What the exercise asks
Write out the material below word for word, leaving every line unchanged.

Material provided
■ ■ ■ ■
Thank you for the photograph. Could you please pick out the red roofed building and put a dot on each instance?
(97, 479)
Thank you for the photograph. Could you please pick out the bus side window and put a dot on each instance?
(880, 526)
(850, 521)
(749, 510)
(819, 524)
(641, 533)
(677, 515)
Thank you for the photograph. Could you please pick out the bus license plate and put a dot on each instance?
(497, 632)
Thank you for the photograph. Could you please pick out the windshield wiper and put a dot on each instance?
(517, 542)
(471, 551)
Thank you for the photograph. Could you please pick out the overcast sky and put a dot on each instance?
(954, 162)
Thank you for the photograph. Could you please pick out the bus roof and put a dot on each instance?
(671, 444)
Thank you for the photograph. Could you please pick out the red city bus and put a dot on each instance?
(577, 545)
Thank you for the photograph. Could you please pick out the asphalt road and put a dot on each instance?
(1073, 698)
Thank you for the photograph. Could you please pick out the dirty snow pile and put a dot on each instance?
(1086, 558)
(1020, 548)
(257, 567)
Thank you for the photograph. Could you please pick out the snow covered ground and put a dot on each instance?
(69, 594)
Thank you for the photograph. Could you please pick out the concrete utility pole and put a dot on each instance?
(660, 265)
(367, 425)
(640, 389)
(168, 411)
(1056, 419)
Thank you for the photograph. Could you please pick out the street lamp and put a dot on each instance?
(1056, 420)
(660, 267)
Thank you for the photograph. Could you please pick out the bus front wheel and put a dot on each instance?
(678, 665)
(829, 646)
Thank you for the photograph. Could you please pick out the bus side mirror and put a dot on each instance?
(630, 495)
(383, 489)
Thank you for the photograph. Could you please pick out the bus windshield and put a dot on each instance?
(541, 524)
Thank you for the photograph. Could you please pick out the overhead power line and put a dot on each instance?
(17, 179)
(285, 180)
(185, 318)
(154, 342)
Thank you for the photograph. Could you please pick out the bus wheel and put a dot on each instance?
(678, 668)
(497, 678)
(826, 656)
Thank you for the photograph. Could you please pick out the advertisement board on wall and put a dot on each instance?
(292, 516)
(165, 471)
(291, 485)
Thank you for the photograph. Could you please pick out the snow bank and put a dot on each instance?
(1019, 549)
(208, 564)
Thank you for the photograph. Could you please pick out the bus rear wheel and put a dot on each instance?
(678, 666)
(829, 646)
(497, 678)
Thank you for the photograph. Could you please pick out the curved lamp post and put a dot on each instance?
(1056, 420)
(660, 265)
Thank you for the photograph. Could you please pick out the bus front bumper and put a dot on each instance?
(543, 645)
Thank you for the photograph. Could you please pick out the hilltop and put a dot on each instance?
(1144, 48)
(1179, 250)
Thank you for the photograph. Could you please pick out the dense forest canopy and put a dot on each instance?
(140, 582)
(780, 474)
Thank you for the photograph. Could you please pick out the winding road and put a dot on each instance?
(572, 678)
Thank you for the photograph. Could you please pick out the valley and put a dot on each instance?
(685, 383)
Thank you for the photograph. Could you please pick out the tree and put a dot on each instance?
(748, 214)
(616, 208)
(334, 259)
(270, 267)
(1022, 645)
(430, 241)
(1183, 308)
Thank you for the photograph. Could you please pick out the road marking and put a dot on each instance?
■ ■ ■ ■
Finished task
Thank you for the photograph. Could you please pick out the red roofed building and put a dot on each instance?
(97, 479)
Thank you for the photograph. Could you please pick out the bus side window and put a dot on each instance?
(880, 526)
(850, 521)
(749, 510)
(819, 524)
(641, 533)
(677, 515)
Thank you for the photograph. Could you please pick out the bus license plate and put a dot on each instance?
(497, 632)
Thank you for the photograph. Could you please pick out the windshield wiper and put a dot on each instance?
(517, 542)
(471, 551)
Thank you for the photograph. Could you please pick out the overcast sky and put a dot on each instance?
(954, 162)
Thank you for the photograph. Could you please pick out the bus roof and put a dot on each instance?
(671, 444)
Thank you for the photograph. Could you please pick out the red city bus and put a dot on each instance?
(577, 545)
Thank you for the photograph. Could you please pick out the asphalt road and put a dot on each instance?
(1073, 698)
Thank you for the photograph. Could you please pick out the dirty snow pile and put a dot on each instance?
(1086, 558)
(1020, 548)
(257, 567)
Thank you for the photograph. Could you please pick out the snow covered ground and put a dot on each instance?
(69, 594)
Thank you for the photograph. Could you please pick out the concrete utility pole and put a dot on each instance?
(660, 265)
(367, 425)
(640, 389)
(168, 411)
(1056, 419)
Thank you for the photograph. Could you please pick out the street lamp and put a dot on each instance?
(1056, 420)
(660, 267)
Thank you for the photograph. Could you please pick out the bus front wheel and put a dot on each instance?
(678, 665)
(829, 646)
Thank you for the photograph. Could you please pick out the bus side mirror and put a dot on each instance?
(630, 495)
(383, 489)
Thank you for the photograph. Could you please pick out the bus windshield and put a dot on each instance?
(541, 524)
Thank you for the photograph. Could you please pick out the overhead power line and put a dot on each instance?
(17, 179)
(285, 180)
(185, 318)
(154, 342)
Thank you for the photograph. Could you please pick out the bus wheel and put a dot on each instance?
(678, 668)
(497, 678)
(826, 656)
Thank you for the photograph. Could you please pick out the advertisement board on wall and put a dot on each instance?
(292, 516)
(165, 471)
(291, 485)
Thank you for the photograph. Could you please pick out the snow bank and put a dot on each instance?
(1019, 549)
(208, 564)
Thank you for the photograph. Could you please pick out the bus rear wheel and put a dot on each instance?
(678, 666)
(829, 646)
(497, 678)
Thank you for the photograph. Could you please pick out the curved lamp post and put a dot on each instance?
(1056, 420)
(660, 265)
Thank you for the photograph. Could you please pick out the bus front bumper and put a dot on each instance?
(543, 645)
Thank you for the photograph. Could you please pick out the hilltop and put a dot on each instance?
(1144, 48)
(1179, 250)
Thank you for the photograph. Could you please pick out the dense forest canopy and put a dot on each instance?
(140, 582)
(780, 474)
Thank you for the photograph. Could you please pick out the winding road and put a dot on each instance?
(572, 678)
Thank you for the photograph. Could you please pick out the valley and put a dot on each instance?
(685, 383)
Thank you for the photograph. Could you please pick out the tree and put a dot on each instance?
(748, 214)
(616, 208)
(334, 259)
(270, 267)
(1022, 645)
(430, 241)
(1183, 308)
Thank you for the photograph. Could you please pick out the road marking and put a dot on each instance?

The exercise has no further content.